#### Exercise details
Please set out every line of the listing below as a Markdown table with the columns Row and Line, numbering the rows and leaving out blank lines.

#### Record excerpts
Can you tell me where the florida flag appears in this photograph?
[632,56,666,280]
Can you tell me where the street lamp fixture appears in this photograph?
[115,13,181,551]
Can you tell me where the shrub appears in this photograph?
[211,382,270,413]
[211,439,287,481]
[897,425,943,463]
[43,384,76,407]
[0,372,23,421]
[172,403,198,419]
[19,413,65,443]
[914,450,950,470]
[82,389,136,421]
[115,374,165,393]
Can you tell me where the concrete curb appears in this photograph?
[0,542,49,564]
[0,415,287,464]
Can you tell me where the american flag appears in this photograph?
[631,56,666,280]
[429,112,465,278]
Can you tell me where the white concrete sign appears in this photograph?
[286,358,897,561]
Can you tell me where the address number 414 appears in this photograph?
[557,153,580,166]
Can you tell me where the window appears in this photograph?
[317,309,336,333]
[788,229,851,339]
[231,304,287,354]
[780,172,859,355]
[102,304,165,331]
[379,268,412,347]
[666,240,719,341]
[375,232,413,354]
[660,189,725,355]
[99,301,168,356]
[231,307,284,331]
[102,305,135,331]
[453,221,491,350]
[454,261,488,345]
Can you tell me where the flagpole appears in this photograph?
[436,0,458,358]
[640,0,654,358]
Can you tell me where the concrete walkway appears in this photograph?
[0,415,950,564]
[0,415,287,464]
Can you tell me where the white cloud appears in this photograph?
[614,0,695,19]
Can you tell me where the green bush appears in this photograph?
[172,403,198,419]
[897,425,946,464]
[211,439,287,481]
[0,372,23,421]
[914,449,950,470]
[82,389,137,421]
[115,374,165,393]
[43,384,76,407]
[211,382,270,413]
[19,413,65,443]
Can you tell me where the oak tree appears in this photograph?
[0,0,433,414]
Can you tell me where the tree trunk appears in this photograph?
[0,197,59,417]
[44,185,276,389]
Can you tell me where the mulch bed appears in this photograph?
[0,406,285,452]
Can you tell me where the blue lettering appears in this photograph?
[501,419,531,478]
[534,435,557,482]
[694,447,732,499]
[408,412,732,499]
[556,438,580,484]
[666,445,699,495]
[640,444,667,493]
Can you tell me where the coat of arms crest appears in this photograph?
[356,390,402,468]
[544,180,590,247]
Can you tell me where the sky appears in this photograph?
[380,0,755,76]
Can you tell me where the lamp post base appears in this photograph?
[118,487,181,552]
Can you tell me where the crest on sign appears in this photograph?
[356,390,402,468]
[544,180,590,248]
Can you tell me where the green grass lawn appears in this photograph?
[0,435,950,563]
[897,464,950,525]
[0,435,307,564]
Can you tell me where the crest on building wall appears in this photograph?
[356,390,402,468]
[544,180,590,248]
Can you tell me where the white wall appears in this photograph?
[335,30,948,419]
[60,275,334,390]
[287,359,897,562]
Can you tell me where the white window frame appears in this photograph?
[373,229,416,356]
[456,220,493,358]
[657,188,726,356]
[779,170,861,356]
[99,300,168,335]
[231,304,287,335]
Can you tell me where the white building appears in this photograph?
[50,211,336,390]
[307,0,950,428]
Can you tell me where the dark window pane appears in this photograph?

#### Exercise answer
| Row | Line |
|---|---|
| 1 | Can you tell me where the florida flag appears in this photograph? |
| 2 | [632,56,666,280] |
| 3 | Can you tell me where the street lamp fixture appears in this photograph? |
| 4 | [115,13,181,551] |
| 5 | Can you tell me where the shrub appears in this photograph? |
| 6 | [211,382,270,413] |
| 7 | [211,439,287,481] |
| 8 | [897,425,943,463] |
| 9 | [43,384,76,407] |
| 10 | [0,372,23,421] |
| 11 | [172,403,198,419] |
| 12 | [19,413,65,443] |
| 13 | [914,450,950,470] |
| 14 | [82,389,136,421] |
| 15 | [115,374,165,393] |
| 16 | Can you tell me where the concrete curb appears in this photograph? |
| 17 | [0,542,49,564] |
| 18 | [0,415,287,464] |
| 19 | Can you tell me where the american flag appears in this photograph? |
| 20 | [631,56,666,280] |
| 21 | [429,112,465,278] |
| 22 | Can you tell me where the white concrete sign appears in this photograph? |
| 23 | [286,358,897,561] |
| 24 | Can you tell me where the address number 414 appears in this photograph? |
| 25 | [557,153,580,166] |
| 26 | Can you tell me where the window appears in this photograph? |
| 27 | [317,309,336,333] |
| 28 | [788,229,851,339] |
| 29 | [231,304,287,354] |
| 30 | [780,172,859,355] |
| 31 | [102,304,165,331] |
| 32 | [379,268,412,347] |
| 33 | [666,240,719,341] |
| 34 | [375,232,413,354] |
| 35 | [660,189,725,355] |
| 36 | [99,301,168,356] |
| 37 | [231,307,284,331] |
| 38 | [102,305,135,331] |
| 39 | [453,221,491,350] |
| 40 | [454,261,488,345] |
| 41 | Can you tell me where the flagpole appears in this photograph? |
| 42 | [436,0,458,358] |
| 43 | [640,0,654,358] |
| 44 | Can you tell me where the concrete walkway appears in this photograph? |
| 45 | [0,415,950,564] |
| 46 | [0,415,287,464] |
| 47 | Can you tell me where the white cloud appears in this photograph? |
| 48 | [614,0,695,19] |
| 49 | Can you tell me where the green bush appears in this photograph? |
| 50 | [172,403,198,419] |
| 51 | [897,425,946,464] |
| 52 | [211,439,287,481] |
| 53 | [0,372,23,421] |
| 54 | [914,449,950,470] |
| 55 | [82,389,137,421] |
| 56 | [115,374,165,393] |
| 57 | [43,384,76,407] |
| 58 | [211,382,270,413] |
| 59 | [19,413,65,443] |
| 60 | Can you tell me where the oak tree appears in this photograph? |
| 61 | [0,0,433,414] |
| 62 | Can you tell me where the tree trunk appears in this photograph? |
| 63 | [0,197,59,417] |
| 64 | [44,185,276,389] |
| 65 | Can you tell me where the mulch bed appears in this photograph? |
| 66 | [0,406,285,452] |
| 67 | Can you tell me where the blue lettering appears in this photograph? |
| 68 | [501,419,531,478] |
| 69 | [534,435,557,482] |
| 70 | [694,447,732,499] |
| 71 | [408,412,732,499] |
| 72 | [556,438,580,484] |
| 73 | [666,445,699,495] |
| 74 | [640,444,667,493] |
| 75 | Can you tell me where the coat of arms crest appears in this photograph? |
| 76 | [356,390,402,468] |
| 77 | [544,180,590,247] |
| 78 | Can you tell me where the sky appears in this photograph? |
| 79 | [380,0,755,76] |
| 80 | Can you tell me where the lamp post base appears in this photograph? |
| 81 | [118,487,181,552] |
| 82 | Can you tell me where the crest on sign appears in this photograph? |
| 83 | [356,390,402,468] |
| 84 | [544,180,590,248] |
| 85 | Can you tell me where the green grass lawn appears in this photograph? |
| 86 | [0,435,950,563] |
| 87 | [897,464,950,525] |
| 88 | [0,435,307,564] |
| 89 | Can you tell me where the crest on building wall appears in this photograph? |
| 90 | [356,390,402,468] |
| 91 | [544,180,590,248] |
| 92 | Can you tell me where the white wall appears in this photograph? |
| 93 | [335,30,948,419] |
| 94 | [60,275,334,390] |
| 95 | [287,359,897,562] |
| 96 | Can you tell me where the white window frame appears in this photograph? |
| 97 | [373,229,416,356] |
| 98 | [456,220,493,358] |
| 99 | [657,188,726,356] |
| 100 | [779,170,861,356] |
| 101 | [99,300,168,335] |
| 102 | [231,304,287,335] |
| 103 | Can you tell me where the white building appears in this photograph? |
| 104 | [50,211,336,390] |
| 105 | [307,0,950,428] |
| 106 | Can you tell me where the dark window pane appears in this photograph? |